■ The problem
Render the stretch of the data below from the line containing "Detection target: thumb" through the line containing "left=143, top=247, right=224, bottom=311", both included, as a JSON list of strings with one string per line. Leave out any blank lines.

■ Provided records
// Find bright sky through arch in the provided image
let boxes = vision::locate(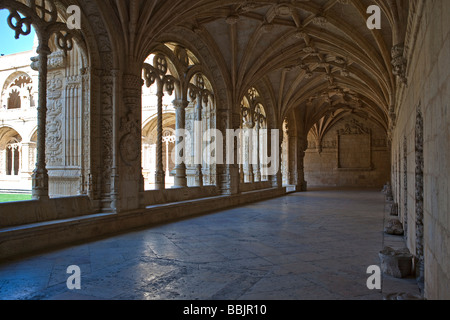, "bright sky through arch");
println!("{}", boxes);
[0,9,36,55]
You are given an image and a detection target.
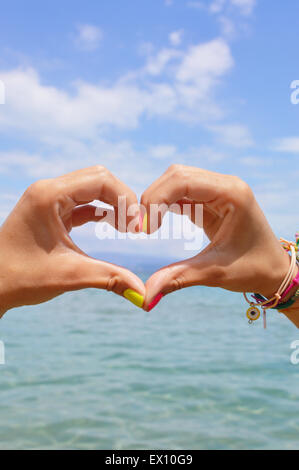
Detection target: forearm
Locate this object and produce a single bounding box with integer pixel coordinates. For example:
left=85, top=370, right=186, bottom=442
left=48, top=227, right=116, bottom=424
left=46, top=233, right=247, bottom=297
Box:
left=281, top=299, right=299, bottom=328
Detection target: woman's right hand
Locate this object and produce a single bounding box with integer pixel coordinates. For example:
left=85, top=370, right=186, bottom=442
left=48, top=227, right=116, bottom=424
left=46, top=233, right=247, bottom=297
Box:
left=141, top=165, right=290, bottom=310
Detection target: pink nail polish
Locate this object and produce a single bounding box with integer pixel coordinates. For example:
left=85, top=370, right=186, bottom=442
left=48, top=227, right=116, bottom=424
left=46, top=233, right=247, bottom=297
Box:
left=139, top=214, right=143, bottom=232
left=147, top=293, right=163, bottom=312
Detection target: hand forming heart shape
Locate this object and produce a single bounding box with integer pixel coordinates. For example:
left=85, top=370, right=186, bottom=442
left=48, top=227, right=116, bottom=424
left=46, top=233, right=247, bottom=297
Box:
left=0, top=165, right=289, bottom=316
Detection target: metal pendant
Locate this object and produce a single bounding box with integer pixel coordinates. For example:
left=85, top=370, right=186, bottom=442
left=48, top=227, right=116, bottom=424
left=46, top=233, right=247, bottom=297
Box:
left=246, top=305, right=261, bottom=324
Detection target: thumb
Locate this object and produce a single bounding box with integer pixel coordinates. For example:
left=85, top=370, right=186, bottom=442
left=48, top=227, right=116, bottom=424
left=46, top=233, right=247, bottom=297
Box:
left=143, top=247, right=224, bottom=311
left=60, top=253, right=145, bottom=308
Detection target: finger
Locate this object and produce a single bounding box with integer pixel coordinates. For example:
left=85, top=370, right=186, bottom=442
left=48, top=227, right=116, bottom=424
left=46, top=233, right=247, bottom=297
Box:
left=170, top=198, right=221, bottom=240
left=72, top=204, right=115, bottom=227
left=143, top=245, right=225, bottom=311
left=54, top=252, right=145, bottom=308
left=141, top=165, right=245, bottom=233
left=57, top=165, right=139, bottom=232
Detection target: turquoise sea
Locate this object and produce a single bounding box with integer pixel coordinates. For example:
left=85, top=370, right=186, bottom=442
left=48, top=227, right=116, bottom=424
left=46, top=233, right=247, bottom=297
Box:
left=0, top=264, right=299, bottom=449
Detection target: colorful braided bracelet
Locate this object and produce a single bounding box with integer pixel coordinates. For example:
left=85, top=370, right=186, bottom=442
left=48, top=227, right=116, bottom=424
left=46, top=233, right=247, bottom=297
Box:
left=243, top=232, right=299, bottom=328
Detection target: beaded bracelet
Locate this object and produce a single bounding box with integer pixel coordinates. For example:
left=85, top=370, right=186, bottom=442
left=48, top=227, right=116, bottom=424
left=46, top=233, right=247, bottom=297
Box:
left=243, top=233, right=299, bottom=328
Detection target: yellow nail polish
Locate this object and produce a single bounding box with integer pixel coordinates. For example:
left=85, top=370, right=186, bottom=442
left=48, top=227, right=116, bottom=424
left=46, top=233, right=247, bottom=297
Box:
left=142, top=213, right=147, bottom=232
left=124, top=289, right=144, bottom=308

■ Exercise solution
[
  "Detection target: thumb",
  "Locate this object and produce a single bounding box with integer pixel coordinates. For example:",
  "left=85, top=370, right=186, bottom=442",
  "left=48, top=227, right=116, bottom=424",
  "left=46, top=233, right=247, bottom=297",
  "Box:",
  "left=143, top=247, right=224, bottom=311"
]